**AUSGEWÄHLTER TEXT:**
▼▼▼

“Ist es gerecht und effizient, Leergutdiebe zu verfolgen, die Untersuchung der Finanzkriminalität aber zu vernachlässigen?”
Oliver Scheiber plädiert in seinem Buch “Mut zum Recht” für eine moderne Justiz
Was sind die Aufgaben des Strafrechts? Wenn es nach dem Wiener Strafrichter Oliver Scheiber geht, dann sind es die Resozialisierung des Täter*innen, die Schadensgutmachung und der angemessene Umgang mit dem Opfer. Die Praxis sieht jedoch anders aus.
Nach 25 Jahren in der Justiz erzählt Oliver Scheiber von seinen Erfahrungen als Jus-Student, als angehender Richter, als Ausbildner, als Mitarbeiter im Ministerium, vor allem aber als Humanist. In zehn klar gegliederten Kapiteln liefert der Gerichtsvorsteher Vorschläge für eine Verbesserung der Justiz und beschreibt Beiträge wegweisender Vorreiter*innen.
Eines fällt beim Lesen rasch auf: Es sind vor allem jene Persönlichkeiten, die aus der Reihe tanzen, welche Veränderungen im Justizwesen hervorbrachten. Diejenigen, die sich weigerten das zu tun, was ihre Vorgänger*innen taten, nämlich eine Vorlage blind zu übernehmen und sie mit neuen Namen und den gleichen Strafen zu versehen. Jene, die das aktuelle System und seine Schwächen erkannten und die mutige Entscheidung trafen, es zu verbessern. Das sind zum Beispiel der systemkritische Rechtsanwalt und ehemalige Nationalratsabgeordnete Alfred J. Noll, der spanische Richter Baltasar Garzón, der zuletzt Julian Assange jahrelang als Rechtsberater beiseite stand, Udo Jesionek, der engagierte Präsident des ehem. Jugendgerichtshofs, die ehem. Justizministerin Maria Berger sowie Mira Kadric, die in Österreich den Universitätslehrgang “Dolmetschen für Gerichte und Behörden” initiierte.

▲▲▲

**VORLIEGENDE EINTRÄGE:**
▼▼▼

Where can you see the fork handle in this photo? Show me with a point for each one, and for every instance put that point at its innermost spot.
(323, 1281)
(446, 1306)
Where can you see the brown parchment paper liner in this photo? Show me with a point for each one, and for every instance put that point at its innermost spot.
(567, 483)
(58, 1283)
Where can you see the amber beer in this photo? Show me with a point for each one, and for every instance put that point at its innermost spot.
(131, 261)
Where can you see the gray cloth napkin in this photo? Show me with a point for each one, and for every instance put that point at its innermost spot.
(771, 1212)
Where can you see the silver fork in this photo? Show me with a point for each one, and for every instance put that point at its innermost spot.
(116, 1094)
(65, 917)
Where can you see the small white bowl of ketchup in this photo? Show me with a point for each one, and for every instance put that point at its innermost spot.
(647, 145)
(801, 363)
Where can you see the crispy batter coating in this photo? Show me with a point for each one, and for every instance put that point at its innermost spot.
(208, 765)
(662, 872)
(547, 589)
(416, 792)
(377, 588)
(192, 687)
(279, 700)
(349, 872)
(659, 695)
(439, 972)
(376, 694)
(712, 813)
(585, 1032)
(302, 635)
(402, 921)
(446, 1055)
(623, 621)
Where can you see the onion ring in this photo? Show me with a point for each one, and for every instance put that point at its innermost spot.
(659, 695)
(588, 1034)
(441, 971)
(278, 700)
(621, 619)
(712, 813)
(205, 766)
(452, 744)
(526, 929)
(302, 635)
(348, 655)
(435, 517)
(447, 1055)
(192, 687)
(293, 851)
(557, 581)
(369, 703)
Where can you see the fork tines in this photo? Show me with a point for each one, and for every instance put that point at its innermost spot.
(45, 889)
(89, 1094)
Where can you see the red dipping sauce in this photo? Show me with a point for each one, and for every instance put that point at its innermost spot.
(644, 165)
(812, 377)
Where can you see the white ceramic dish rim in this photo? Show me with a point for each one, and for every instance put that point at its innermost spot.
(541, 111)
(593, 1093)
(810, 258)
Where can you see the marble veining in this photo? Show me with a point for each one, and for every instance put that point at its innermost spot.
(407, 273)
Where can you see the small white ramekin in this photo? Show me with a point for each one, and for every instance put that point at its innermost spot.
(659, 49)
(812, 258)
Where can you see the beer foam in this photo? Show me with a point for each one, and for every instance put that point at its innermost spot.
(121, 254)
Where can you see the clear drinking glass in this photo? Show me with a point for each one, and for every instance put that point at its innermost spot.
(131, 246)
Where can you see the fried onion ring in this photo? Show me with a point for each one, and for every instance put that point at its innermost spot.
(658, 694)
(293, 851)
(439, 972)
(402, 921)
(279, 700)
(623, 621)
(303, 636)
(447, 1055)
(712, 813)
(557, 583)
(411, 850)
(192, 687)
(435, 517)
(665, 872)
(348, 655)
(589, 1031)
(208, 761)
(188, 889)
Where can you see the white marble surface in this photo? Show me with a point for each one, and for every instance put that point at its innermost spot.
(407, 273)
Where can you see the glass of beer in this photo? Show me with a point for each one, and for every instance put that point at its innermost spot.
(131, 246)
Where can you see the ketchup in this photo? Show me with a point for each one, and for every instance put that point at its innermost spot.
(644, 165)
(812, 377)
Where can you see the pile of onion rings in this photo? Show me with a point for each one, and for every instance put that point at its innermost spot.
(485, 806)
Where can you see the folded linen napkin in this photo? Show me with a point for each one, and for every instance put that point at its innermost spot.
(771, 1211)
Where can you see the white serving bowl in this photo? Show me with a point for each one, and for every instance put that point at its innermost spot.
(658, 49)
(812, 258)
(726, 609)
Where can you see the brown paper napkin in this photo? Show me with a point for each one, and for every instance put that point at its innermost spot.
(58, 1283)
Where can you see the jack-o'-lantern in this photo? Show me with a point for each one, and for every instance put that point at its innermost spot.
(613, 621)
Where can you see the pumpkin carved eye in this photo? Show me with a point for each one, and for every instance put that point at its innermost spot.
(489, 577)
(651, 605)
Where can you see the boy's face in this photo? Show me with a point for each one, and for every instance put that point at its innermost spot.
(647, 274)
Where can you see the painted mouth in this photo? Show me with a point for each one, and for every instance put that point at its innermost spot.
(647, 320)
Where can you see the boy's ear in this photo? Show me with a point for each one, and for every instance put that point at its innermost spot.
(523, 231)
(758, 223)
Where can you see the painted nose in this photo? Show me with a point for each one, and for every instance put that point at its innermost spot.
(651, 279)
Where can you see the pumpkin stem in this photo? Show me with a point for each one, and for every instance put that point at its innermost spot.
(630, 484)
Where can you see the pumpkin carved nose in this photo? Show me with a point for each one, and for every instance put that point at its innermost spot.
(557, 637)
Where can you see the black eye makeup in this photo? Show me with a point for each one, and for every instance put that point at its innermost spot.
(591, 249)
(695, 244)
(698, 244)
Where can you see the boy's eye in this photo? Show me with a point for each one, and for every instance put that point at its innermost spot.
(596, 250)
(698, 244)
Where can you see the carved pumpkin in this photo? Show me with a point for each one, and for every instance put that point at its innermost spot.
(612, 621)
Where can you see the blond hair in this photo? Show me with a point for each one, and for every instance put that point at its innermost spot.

▲▲▲

**GESTELLTE AUFGABE:** Gib den Text über das Buch „Mut zum Recht“ von „Nach 25 Jahren“ bis hinunter zu „Beiträge wegweisender Vorreiter*innen.“ noch einmal wieder und tausche dabei „Ausbildner“ gegen „Ausbilder“ aus.

**ERGEBNIS DER ÜBUNG:**
Nach 25 Jahren in der Justiz erzählt Oliver Scheiber von seinen Erfahrungen als Jus-Student, als angehender Richter, als Ausbilder, als Mitarbeiter im Ministerium, vor allem aber als Humanist. In zehn klar gegliederten Kapiteln liefert der Gerichtsvorsteher Vorschläge für eine Verbesserung der Justiz und beschreibt Beiträge wegweisender Vorreiter*innen.